■ ACTIVITY A ■
In the podcast text, which podcast did Booher appear on?
■ ACTIVITY B ■
Switch "mentor" to "coach" in the podcast text, and give everything from "Podcast host Carol" down to "be their mentor]?".
■ ACTIVITY C ■
According to the podcast text, why does Booher suggest asking a would-be mentee about their goal and the objective of the relationship?

■ PAGE EXTRACT ■
In a recent episode of Cleveland Clinic’s Nurse Essentials podcast, Booher discusses her experiences as both a mentor and mentee. She delves into:

  • The symbiotic relationship between mentors and mentees
  • The difference between a mentor and a preceptor
  • What to look for when seeking out a mentor
  • How to decide if you are the right fit to serve as someone’s mentor


Click the podcast player above to listen to the episode now, or read on for a short edited excerpt. Check out more Nurse Essential episodes at or wherever you get your podcasts.

Podcast excerpt

Podcast host Carol Pehotsky, DNP, RN, NEA-BC: What are some things or some questions I should be asking or thinking about [if someone asks me to be their mentor]?

Booher: I would say, ‘What do you want to achieve? What’s your goal? What is that that stands out about me as a mentor and you think you can draw from? What is the objective of this relationship?’ Because, you know, sometimes people get inspired in the moment, but then if they’re willing to be a mentee, they have to follow through.

It’s not just about taking advice and not acting on it. What makes me a good mentee is whatever was shared with me, I’m willing to apply it. So, that’s what has helped me grow as a professional and as a person. The same thing is true for the mentee.

■ SUPPLIED DATA ■
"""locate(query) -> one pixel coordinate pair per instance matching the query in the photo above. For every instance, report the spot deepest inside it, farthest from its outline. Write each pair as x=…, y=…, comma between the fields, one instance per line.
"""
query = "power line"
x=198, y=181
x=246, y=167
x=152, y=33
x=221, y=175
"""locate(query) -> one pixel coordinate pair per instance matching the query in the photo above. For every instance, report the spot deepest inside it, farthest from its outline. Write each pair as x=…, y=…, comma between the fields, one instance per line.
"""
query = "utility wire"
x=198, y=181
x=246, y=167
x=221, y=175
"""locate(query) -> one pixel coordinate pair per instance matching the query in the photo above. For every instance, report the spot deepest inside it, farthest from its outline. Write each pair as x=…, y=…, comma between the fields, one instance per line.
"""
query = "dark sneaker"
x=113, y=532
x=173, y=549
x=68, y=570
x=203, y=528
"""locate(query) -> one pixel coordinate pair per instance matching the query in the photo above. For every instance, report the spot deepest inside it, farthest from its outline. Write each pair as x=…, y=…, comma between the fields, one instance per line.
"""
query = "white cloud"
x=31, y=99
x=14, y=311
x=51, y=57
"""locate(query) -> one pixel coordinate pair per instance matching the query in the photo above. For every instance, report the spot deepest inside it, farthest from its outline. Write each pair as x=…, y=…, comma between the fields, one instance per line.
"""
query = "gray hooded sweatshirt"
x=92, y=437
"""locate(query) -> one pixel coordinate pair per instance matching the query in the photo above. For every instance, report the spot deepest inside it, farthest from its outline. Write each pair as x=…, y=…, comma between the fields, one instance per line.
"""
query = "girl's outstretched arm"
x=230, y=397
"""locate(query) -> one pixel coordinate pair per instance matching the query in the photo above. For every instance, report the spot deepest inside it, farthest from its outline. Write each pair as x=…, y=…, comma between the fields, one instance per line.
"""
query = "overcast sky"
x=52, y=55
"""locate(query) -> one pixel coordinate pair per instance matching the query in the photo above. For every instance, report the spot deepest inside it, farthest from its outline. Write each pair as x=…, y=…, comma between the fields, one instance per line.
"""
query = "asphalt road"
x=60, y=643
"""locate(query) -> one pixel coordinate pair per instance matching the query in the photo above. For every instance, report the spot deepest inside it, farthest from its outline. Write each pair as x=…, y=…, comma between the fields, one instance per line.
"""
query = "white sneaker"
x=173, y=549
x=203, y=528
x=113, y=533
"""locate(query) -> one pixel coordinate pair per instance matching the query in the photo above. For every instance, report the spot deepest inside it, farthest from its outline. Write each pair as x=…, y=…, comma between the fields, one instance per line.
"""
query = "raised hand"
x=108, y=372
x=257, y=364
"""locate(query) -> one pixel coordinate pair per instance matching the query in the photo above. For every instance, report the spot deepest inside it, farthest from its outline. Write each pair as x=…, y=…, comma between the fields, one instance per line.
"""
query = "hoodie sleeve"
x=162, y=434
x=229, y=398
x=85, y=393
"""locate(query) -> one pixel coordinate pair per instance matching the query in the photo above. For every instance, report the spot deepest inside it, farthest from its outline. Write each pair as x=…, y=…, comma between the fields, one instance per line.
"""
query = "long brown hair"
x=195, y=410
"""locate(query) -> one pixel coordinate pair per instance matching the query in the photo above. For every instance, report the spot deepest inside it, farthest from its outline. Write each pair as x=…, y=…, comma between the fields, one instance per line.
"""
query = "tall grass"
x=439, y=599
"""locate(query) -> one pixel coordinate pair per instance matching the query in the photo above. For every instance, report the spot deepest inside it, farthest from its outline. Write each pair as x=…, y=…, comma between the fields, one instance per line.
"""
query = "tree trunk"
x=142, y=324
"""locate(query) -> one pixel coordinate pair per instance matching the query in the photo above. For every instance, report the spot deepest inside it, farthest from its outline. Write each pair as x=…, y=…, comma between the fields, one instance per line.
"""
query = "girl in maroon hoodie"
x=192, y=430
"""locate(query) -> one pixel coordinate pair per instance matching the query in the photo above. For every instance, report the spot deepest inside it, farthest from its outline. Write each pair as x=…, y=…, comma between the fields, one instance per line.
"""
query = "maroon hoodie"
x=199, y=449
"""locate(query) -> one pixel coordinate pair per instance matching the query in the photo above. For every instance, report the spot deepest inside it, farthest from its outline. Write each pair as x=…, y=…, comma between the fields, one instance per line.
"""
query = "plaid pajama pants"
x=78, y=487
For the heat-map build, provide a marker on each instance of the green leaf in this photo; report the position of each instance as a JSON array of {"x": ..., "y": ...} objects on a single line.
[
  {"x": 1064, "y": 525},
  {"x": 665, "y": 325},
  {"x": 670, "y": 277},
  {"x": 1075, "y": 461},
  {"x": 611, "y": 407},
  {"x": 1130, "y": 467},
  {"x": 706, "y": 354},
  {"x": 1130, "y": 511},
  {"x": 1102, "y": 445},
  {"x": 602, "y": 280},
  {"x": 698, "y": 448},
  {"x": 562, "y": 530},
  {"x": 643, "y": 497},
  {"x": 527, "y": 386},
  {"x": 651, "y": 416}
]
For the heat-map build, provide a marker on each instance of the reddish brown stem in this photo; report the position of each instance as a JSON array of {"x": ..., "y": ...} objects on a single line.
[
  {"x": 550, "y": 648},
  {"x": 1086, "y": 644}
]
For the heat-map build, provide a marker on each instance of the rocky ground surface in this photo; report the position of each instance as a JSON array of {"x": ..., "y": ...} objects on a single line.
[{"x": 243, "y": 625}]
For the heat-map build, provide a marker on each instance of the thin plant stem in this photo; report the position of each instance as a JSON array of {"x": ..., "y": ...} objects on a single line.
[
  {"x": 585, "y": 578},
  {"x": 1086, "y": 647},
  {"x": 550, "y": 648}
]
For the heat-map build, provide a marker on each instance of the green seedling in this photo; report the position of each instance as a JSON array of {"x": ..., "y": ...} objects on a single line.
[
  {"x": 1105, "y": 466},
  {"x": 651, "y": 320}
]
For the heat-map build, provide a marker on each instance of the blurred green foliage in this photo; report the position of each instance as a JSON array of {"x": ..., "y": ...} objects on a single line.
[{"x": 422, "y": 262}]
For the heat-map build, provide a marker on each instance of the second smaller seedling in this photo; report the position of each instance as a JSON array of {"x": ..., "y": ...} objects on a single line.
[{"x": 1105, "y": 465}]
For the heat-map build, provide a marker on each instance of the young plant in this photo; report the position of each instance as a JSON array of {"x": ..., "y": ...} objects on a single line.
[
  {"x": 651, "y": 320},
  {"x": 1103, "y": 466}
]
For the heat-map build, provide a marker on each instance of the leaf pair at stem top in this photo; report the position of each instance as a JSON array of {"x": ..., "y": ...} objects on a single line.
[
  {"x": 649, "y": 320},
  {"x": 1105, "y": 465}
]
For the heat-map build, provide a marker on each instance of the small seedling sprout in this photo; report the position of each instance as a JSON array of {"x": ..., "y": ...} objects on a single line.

■ WORKED SOLUTION A ■
Cleveland Clinic's Nurse Essentials podcast.

■ WORKED SOLUTION B ■
Podcast host Carol Pehotsky, DNP, RN, NEA-BC: What are some things or some questions I should be asking or thinking about [if someone asks me to be their coach]?

■ WORKED SOLUTION C ■
Sometimes people get inspired in the moment, but anyone willing to be a mentee has to follow through. Taking advice without acting on it is not enough.